*Description of the task:* Write out all of the entries below again, requests included, and add -121 to every x and y coordinate in the answers. Leave out the pictures.

>>

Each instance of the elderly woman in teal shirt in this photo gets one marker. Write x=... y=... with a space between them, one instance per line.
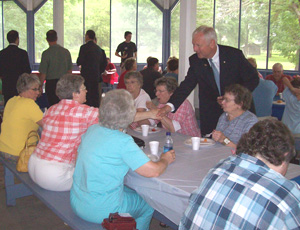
x=104 y=157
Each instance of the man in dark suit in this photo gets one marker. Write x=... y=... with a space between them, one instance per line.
x=212 y=67
x=150 y=74
x=13 y=62
x=93 y=63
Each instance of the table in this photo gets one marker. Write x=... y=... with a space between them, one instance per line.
x=169 y=193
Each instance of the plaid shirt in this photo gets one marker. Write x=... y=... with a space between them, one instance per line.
x=241 y=192
x=63 y=125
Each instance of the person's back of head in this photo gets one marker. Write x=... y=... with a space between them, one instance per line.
x=151 y=62
x=51 y=36
x=12 y=36
x=90 y=34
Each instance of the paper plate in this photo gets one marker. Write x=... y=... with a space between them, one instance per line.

<<

*Output for this exercise:*
Each instance of the elderly woman in teal shirt in this photo gets one marker. Write x=... y=... with a space between them, one instance per line.
x=-17 y=36
Each instance of the man in dark suit in this photo gets one marker. Write x=... y=... with a space between them, one instance per line.
x=91 y=-54
x=29 y=-47
x=-108 y=-59
x=-28 y=-58
Each instance of the table in this photo gets one marker. Write x=... y=... with a space between them, one instance per line.
x=48 y=72
Each instance of the plaid shirt in this photo gets one marker. Write x=... y=... with a space between them, one instance per line.
x=120 y=71
x=-58 y=4
Each instance of the person's back of head in this photo gets one marker. Write x=... y=... with a space between them, one instance per line.
x=30 y=-59
x=-70 y=-85
x=-109 y=-85
x=-31 y=-87
Each instance of the paper plate in this photo gets one marker. Write x=... y=... with a space between them, one instance per line.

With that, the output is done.